### WORK INSTRUCTIONS
All of the entries below are to be copied word for word.

### RECORDS FOR THIS TASK
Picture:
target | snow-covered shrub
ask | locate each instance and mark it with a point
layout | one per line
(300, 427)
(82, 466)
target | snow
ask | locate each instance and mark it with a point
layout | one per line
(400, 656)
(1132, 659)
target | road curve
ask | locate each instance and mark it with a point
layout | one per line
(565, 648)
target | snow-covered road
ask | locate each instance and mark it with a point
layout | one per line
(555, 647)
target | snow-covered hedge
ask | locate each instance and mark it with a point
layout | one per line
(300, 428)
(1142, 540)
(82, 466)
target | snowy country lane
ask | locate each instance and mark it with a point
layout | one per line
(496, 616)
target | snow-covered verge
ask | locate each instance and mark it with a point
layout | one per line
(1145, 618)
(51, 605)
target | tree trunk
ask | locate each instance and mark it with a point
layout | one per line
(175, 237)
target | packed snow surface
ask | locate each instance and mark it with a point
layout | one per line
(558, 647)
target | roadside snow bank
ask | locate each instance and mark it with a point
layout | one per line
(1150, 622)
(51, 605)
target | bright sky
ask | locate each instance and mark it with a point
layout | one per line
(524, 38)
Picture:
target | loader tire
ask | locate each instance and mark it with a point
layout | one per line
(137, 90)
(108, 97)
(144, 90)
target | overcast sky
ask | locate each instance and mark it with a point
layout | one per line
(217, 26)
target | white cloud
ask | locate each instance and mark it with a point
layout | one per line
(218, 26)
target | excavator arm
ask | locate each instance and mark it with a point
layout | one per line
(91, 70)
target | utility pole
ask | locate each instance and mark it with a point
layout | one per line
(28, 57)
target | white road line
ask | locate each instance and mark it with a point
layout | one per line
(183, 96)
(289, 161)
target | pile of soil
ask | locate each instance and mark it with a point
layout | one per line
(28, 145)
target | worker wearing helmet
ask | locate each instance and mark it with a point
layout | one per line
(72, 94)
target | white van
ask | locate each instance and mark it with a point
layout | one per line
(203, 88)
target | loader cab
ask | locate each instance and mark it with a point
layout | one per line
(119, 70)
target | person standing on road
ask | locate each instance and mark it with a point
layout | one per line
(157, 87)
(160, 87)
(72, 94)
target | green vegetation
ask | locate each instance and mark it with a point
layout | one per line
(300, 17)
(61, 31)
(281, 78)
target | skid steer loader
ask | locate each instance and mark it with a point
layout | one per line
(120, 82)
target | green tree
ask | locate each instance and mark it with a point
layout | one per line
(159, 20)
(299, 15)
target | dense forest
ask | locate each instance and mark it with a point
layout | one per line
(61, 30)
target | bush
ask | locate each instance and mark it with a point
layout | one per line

### RESPONSE TO THE TASK
Picture:
target | snow-covered shrub
ask | locate each instance and mark it with a point
layout | one per line
(300, 427)
(82, 466)
target | snow
ask | locate each instance and mark it with a point
layout | one per line
(400, 656)
(1132, 659)
target | road curve
ask | locate each instance and mark it with a point
layout | one per line
(565, 648)
target | snow-covered road
ask | locate each instance and mark it with a point
layout | one per line
(555, 647)
target | snow-covered hedge
ask | locate each instance and mark it with a point
layout | one per line
(300, 428)
(1142, 540)
(82, 466)
target | snowy country lane
ask | locate each instance and mark it with a point
layout | one per line
(496, 616)
target | snow-covered verge
ask | locate each instance and mark it with a point
layout | one per line
(1145, 618)
(51, 605)
target | tree trunk
ask | locate each instance and mark it with a point
layout | one per line
(175, 237)
target | packed snow surface
ask | locate each instance and mark it with a point
layout | one per line
(558, 647)
target | roadside snow bank
ask | locate each instance and mark it with a point
layout | one per line
(1150, 622)
(51, 605)
target | bright sky
ask | locate each instance and mark it with a point
layout | one per line
(524, 38)
Picture:
target | loader tire
ask | locate each instance and mark it with a point
layout | one per line
(137, 90)
(108, 97)
(144, 90)
target | overcast sky
ask | locate each instance and mark it with a point
layout | one per line
(217, 26)
target | white cloud
ask | locate each instance and mark it with a point
layout | one per line
(218, 26)
target | excavator arm
ask | locate each instance and mark it with a point
layout | one per line
(91, 70)
target | utility pole
ask | locate each instance and mark it with a point
layout | one per line
(28, 57)
target | white road line
ask | locate each instance and mark it with a point
layout | one per line
(183, 96)
(289, 161)
target | pile of soil
ask | locate each instance and mark it with a point
layout | one per line
(28, 145)
target | worker wearing helmet
ask | locate each instance and mark it with a point
layout | one per line
(72, 94)
target | white van
ask | locate each instance and mark it with a point
layout | one per line
(203, 88)
target | loader cab
ask | locate each instance and mark it with a point
layout | one per line
(119, 70)
target | person standing on road
ask | locate each instance and mark it with a point
layout | one per line
(157, 87)
(160, 87)
(72, 94)
target | green vegetation
ask | locate each instance and mark it with a point
layout | one per line
(300, 17)
(61, 31)
(281, 78)
target | skid steer loader
ask | locate each instance and mark it with a point
layout | one per line
(120, 82)
target | green tree
ask | locate each instance and mark it with a point
layout | one per line
(159, 20)
(299, 15)
target | dense forest
ask | locate each instance and mark it with a point
layout | one per line
(61, 30)
target | bush
ask | locate each instance and mark it with a point
layout | one per line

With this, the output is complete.